- DATA IN THIS EXERCISE

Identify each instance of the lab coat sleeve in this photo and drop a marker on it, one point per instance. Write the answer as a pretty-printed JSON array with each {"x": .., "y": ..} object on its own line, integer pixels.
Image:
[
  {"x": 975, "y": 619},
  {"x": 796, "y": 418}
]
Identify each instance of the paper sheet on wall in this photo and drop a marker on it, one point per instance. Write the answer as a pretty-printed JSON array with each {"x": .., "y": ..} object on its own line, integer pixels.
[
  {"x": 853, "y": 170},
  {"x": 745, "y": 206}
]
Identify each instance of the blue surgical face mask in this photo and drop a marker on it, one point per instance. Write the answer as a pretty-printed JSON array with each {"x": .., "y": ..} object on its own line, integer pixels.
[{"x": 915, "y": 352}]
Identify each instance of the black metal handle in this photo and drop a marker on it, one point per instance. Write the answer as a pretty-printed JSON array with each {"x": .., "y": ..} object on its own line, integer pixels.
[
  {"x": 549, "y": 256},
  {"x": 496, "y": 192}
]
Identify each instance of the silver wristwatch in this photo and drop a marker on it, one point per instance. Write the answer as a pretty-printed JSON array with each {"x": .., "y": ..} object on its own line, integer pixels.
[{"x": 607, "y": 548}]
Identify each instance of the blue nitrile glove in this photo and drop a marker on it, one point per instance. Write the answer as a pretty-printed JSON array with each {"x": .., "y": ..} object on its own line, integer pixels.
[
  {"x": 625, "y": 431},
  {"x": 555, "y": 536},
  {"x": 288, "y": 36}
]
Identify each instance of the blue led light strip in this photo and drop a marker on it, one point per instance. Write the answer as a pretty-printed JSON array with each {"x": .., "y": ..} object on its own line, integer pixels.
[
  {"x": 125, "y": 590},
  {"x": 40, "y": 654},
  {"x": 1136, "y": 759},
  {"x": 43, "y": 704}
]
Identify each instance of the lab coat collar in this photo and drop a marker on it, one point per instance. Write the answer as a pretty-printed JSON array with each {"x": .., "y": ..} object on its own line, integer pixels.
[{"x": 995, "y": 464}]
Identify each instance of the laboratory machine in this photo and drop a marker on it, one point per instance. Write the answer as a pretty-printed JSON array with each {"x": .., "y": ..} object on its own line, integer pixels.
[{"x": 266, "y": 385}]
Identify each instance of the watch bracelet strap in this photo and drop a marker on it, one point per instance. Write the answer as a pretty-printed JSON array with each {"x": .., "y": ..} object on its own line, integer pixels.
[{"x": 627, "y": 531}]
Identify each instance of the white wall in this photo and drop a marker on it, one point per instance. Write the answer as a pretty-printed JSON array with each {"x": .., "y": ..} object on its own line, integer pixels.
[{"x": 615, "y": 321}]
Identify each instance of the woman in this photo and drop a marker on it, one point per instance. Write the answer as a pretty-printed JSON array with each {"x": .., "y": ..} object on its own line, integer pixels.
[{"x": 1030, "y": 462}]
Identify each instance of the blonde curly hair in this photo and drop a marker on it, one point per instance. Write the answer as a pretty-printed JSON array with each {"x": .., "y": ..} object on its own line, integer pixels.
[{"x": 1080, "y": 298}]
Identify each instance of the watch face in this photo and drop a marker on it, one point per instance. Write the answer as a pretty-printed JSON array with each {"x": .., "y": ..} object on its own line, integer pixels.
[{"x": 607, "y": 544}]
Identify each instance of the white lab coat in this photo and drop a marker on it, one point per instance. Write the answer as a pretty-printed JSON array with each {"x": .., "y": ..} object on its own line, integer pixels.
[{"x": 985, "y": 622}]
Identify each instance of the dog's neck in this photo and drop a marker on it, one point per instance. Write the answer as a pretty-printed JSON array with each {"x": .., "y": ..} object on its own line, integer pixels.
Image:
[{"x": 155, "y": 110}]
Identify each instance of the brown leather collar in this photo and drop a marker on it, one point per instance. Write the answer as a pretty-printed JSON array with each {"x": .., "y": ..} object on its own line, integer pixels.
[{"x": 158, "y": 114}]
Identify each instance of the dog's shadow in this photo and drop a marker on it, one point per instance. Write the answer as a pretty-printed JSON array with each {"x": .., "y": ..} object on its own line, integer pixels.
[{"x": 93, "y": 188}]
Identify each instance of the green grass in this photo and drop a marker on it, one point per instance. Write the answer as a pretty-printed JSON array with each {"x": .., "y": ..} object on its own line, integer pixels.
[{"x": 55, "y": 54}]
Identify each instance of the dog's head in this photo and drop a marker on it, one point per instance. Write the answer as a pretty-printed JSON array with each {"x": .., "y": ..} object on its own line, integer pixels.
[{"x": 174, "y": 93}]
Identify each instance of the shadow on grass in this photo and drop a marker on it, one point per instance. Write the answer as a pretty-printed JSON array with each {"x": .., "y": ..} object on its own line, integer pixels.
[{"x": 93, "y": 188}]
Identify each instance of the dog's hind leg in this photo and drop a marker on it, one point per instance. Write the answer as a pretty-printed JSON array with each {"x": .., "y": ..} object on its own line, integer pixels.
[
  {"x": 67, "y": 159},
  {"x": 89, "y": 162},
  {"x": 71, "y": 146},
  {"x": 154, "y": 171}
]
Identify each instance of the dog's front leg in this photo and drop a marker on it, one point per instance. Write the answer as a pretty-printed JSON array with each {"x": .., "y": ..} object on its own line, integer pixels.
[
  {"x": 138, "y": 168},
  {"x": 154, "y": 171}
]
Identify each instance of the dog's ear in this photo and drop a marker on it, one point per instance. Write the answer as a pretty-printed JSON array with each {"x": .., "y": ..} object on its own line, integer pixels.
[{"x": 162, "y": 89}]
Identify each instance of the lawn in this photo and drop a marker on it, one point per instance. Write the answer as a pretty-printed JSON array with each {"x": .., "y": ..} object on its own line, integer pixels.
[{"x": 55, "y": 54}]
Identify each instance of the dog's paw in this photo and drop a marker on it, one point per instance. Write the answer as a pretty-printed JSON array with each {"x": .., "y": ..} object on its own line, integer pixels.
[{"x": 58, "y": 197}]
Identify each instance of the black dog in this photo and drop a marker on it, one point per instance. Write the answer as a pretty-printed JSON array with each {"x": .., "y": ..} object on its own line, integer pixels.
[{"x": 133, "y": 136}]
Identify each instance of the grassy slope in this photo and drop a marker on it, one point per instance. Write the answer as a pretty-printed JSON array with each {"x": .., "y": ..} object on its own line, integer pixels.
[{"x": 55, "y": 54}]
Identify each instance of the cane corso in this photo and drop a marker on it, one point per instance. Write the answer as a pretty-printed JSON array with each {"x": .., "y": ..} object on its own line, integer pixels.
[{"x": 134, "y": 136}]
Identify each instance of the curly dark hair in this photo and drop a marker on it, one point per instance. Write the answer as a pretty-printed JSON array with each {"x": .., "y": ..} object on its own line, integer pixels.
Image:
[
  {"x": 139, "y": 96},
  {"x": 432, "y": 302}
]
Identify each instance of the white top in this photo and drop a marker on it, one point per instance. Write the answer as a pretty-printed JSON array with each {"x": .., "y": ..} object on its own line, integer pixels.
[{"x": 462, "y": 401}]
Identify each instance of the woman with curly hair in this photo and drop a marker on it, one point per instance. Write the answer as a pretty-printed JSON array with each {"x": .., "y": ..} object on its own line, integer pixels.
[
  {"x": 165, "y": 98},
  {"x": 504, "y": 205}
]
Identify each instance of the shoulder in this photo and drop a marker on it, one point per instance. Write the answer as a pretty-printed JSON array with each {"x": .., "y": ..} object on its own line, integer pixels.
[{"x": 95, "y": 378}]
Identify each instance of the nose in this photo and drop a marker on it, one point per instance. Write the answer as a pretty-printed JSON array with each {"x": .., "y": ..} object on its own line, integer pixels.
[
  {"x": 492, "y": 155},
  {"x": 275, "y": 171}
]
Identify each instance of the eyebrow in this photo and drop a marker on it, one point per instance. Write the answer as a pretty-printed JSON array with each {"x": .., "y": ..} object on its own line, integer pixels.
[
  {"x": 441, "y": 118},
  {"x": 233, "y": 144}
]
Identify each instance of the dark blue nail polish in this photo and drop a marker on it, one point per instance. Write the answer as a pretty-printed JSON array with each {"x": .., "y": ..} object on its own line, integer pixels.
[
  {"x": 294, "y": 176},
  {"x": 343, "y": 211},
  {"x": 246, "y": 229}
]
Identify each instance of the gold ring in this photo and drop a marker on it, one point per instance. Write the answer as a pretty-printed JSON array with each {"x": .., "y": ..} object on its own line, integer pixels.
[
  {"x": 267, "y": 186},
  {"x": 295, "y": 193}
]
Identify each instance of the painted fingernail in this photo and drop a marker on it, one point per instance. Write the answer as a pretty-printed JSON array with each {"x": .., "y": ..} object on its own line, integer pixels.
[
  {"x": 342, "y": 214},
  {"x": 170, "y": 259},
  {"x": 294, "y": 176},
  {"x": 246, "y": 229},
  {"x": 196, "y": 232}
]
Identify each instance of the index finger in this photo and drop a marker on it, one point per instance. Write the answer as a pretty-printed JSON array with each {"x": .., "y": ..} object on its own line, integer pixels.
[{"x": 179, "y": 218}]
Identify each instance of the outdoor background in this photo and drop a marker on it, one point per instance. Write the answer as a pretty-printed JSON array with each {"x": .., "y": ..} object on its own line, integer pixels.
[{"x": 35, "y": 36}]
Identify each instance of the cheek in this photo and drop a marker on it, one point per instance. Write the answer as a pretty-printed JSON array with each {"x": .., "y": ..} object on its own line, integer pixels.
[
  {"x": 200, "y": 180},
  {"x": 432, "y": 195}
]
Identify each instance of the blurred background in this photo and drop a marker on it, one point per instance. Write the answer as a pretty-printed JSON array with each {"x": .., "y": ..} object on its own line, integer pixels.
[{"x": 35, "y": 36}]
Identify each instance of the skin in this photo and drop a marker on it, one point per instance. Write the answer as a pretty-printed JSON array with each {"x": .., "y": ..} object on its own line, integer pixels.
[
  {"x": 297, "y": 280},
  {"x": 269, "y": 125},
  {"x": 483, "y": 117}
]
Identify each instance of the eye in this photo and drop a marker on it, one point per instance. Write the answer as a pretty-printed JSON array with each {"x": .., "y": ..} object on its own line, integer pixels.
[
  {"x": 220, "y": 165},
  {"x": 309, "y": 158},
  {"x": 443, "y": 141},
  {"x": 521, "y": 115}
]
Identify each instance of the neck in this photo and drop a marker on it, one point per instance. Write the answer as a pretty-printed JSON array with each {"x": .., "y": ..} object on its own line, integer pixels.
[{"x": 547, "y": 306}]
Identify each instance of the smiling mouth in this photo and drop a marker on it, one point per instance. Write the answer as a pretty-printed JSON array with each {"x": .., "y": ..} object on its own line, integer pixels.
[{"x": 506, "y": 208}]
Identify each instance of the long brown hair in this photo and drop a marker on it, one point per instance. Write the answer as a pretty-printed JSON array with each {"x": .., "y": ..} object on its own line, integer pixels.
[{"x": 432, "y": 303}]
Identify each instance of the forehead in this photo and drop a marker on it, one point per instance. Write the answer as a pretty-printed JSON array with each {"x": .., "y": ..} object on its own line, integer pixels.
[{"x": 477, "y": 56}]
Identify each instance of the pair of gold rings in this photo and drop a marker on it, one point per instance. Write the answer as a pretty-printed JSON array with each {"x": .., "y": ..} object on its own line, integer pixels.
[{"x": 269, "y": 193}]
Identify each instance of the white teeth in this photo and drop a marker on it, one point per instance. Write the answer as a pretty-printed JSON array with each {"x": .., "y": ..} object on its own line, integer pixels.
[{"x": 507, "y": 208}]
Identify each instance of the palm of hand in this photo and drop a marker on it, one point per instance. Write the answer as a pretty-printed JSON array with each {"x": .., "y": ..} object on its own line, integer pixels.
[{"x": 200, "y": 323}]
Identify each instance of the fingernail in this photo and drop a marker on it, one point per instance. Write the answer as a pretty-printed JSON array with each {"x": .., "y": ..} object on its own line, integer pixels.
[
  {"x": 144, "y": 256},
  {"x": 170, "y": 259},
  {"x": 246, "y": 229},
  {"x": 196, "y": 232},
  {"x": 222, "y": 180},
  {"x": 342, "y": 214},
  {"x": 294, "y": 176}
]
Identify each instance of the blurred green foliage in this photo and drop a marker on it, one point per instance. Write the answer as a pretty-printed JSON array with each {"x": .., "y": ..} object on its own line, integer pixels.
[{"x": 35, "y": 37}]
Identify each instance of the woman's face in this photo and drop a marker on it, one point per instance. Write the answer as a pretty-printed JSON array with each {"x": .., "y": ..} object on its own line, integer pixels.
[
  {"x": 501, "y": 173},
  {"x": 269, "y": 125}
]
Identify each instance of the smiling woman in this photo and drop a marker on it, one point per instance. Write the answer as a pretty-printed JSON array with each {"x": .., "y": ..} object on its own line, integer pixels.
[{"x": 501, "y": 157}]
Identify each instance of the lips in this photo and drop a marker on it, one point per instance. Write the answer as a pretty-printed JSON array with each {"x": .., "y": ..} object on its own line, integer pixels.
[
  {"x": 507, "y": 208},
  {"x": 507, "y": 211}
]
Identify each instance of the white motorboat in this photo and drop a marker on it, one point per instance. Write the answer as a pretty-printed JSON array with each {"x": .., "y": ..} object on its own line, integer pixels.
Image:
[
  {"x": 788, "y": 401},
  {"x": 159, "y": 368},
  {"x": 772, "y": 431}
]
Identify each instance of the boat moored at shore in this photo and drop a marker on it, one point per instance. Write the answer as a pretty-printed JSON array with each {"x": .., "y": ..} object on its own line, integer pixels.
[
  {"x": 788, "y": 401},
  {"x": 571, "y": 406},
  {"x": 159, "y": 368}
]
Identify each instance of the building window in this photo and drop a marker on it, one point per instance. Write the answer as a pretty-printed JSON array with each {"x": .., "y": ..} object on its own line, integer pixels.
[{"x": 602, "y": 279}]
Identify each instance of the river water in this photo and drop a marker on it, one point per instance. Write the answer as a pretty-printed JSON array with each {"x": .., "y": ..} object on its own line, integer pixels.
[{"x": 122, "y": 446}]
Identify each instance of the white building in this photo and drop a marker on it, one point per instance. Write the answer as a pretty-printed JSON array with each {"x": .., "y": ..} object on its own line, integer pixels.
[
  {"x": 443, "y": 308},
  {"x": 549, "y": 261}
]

- OBJECTIVE
Update the items starting at the line that contains "Identify each instance of the boat" and ending with the last item, replacing "drop a marker" with "place a point" and leaving everything else unchanged.

- THE SOLUTION
Identify each instance of the boat moored at shore in this photo and place a point on it, one point per instance. Write the answer as a pretty-printed JSON array with each {"x": .., "y": ..} object on its own line, integer pixels.
[
  {"x": 788, "y": 401},
  {"x": 571, "y": 406},
  {"x": 159, "y": 368}
]
Identify each instance of the building window in this photo and place a point on it, one point per instance. Write the answer as a pretty-printed JSON array with each {"x": .., "y": ..} object on its own line, integer pixels.
[{"x": 602, "y": 279}]
Identify each instance of the river water in this photo and place a point on it, one point per instance. Write the answer as a pretty-printed JSON array with each {"x": .., "y": ..} object on its own line, integer pixels.
[{"x": 122, "y": 446}]
Identify each instance of the white building in this photo and place a point on it, one point per instance. Write the answer as a pretty-printed JSON array with each {"x": .., "y": ..} object on its own line, integer pixels.
[
  {"x": 443, "y": 308},
  {"x": 549, "y": 261}
]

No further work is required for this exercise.